* _Task item_
Check every line of the material for the word "arched". Copy those that have it.

* _Records to use_
==========
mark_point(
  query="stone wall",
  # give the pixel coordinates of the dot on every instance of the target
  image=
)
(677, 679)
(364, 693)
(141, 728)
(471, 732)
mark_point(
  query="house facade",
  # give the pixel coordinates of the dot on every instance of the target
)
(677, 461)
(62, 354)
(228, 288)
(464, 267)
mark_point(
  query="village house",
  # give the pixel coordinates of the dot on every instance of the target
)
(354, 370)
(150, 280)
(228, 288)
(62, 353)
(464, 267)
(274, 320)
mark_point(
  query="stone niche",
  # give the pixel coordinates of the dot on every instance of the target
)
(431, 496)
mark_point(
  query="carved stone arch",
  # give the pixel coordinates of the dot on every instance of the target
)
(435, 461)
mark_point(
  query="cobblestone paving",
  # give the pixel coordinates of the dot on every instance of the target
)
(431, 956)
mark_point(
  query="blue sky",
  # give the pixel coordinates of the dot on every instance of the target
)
==========
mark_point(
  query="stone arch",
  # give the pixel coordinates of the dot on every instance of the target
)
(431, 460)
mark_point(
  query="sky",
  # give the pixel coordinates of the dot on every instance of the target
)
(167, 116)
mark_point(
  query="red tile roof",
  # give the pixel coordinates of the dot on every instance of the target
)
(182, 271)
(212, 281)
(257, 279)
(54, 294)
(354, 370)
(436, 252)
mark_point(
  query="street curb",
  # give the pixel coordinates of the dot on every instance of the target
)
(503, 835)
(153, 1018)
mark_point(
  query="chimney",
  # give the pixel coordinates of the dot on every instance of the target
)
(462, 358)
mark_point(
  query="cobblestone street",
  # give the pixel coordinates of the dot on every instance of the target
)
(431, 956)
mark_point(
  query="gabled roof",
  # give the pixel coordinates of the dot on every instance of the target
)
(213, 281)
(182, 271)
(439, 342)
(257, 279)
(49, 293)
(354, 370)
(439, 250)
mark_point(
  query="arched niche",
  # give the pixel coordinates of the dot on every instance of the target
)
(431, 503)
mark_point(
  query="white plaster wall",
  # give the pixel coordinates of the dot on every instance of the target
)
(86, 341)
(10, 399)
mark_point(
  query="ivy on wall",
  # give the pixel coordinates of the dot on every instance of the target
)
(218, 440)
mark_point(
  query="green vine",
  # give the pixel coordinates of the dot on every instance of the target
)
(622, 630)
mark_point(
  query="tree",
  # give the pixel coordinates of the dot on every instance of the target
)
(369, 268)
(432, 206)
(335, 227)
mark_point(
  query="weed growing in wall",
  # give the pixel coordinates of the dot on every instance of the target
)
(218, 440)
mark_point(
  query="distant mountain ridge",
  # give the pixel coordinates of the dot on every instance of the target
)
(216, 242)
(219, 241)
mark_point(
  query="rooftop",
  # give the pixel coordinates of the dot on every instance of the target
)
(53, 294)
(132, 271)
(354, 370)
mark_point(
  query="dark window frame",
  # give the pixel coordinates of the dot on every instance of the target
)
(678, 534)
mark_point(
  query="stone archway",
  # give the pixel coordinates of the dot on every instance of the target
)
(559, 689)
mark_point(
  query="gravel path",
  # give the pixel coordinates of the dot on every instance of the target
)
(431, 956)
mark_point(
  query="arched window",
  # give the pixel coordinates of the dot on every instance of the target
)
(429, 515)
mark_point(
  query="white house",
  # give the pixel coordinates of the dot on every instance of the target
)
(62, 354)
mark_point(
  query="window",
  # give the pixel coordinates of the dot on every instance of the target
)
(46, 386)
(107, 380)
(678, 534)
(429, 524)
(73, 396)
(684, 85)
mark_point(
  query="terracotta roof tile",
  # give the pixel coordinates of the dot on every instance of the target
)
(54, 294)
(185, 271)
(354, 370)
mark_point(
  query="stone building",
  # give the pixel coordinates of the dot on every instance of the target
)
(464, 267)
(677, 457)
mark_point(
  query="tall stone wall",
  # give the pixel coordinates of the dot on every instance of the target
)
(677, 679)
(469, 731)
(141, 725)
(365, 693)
==========
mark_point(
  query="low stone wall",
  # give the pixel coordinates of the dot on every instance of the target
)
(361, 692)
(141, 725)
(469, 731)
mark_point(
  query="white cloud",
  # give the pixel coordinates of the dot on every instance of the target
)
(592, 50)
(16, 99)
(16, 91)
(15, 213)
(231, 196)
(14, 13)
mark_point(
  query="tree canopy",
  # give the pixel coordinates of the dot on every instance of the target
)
==========
* _Result of the task_
  query="arched niche",
  query="arched window",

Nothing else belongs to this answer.